* **Instructions for the task**: In the forum thread about events in Michigan or Ohio, where will the UKC weightpull on Sept 19th/20th be held?

* **Provided text**:

# ANYTHING in Michigan or Ohio?



## mygirlmaile (Mar 26, 2009)

I need to get out and see shows/events/something!!!

Does anyone know of anything happening in Michigan/Ohio/Indiana/Northern Kentucky?


----------



## Patch-O-Pits (Jan 12, 2008)

Go onto the UKC and ADBA websites! They both have show calendars . That should help.

Have a great day!


----------



## Howardsperformancek9 (Feb 11, 2009)

Just off the top of my head...
There is an APA pull next weekend in Warren, MI on Mounds rd. at K9 Specialty Store . There will be some good pullers: Collin Cox, Pocket pits, ect will be there. 
Sept19th/20th, in Leslie Michigan, there will be a UKC weightpull, at Burning tree farm. Sept 26th&27th, there will be a UKC Dogsport trial in St. Johns MI, at CherCar kennel.
Go to the UKC site for more details. I am hoping there will also be a AADR show this fall(Oct), either in Coldwater, or Wayne County Fairgronds.


----------



## mygirlmaile (Mar 26, 2009)

Ohhhh...I MAY be venturing out to the pull in Warren. Ive never been to a pull! Awesomeee!!!


----------



## pitbulljojo (Apr 2, 2009)

If you feel like coming to Illinois go to Irondog.biz. They also have MI shows listed


----------



## mygirlmaile (Mar 26, 2009)

Thanks.  Illinois isnt that bad of a drive for us. Maybe we'll venture out there.


----------



## bkwil (Sep 7, 2007)

2009 WPBTCA Championship Home


----------



## DOMN8R (Jul 18, 2009)

*I'll be doing some UKC events this year, I'm in Ohio. I can contqact with any events we'll be going to or are planned.*


----------



## mygirlmaile (Mar 26, 2009)

Thatd be awesome.  Thanks!!!


----------



## BrooklynYards (May 14, 2009)

check out http://www.bullyshows.com flyers are always being added


----------

* **Information given**:
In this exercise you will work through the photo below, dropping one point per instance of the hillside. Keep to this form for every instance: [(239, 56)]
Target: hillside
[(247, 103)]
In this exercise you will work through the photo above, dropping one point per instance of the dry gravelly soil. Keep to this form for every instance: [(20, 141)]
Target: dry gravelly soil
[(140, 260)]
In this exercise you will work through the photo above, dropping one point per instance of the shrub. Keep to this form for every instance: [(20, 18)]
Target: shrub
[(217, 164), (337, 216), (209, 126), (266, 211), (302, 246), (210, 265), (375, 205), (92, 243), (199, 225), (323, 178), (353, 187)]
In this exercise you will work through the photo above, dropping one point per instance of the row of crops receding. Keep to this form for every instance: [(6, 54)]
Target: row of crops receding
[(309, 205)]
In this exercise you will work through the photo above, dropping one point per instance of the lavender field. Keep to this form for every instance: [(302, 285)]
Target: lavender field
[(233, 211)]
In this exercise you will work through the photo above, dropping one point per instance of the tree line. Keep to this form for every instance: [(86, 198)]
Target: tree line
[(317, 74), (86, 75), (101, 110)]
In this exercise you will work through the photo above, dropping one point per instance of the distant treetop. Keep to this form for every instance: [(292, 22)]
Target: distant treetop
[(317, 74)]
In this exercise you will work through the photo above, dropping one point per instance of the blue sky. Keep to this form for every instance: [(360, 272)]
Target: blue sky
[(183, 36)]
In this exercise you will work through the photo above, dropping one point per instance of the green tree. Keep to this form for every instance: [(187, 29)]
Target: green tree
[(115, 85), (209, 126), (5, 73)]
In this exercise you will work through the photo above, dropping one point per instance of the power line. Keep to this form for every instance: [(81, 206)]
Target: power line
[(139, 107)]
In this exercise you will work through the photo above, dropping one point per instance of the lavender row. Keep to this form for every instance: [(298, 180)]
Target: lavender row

* **Complete output**: At Burning tree farm in Leslie, Michigan.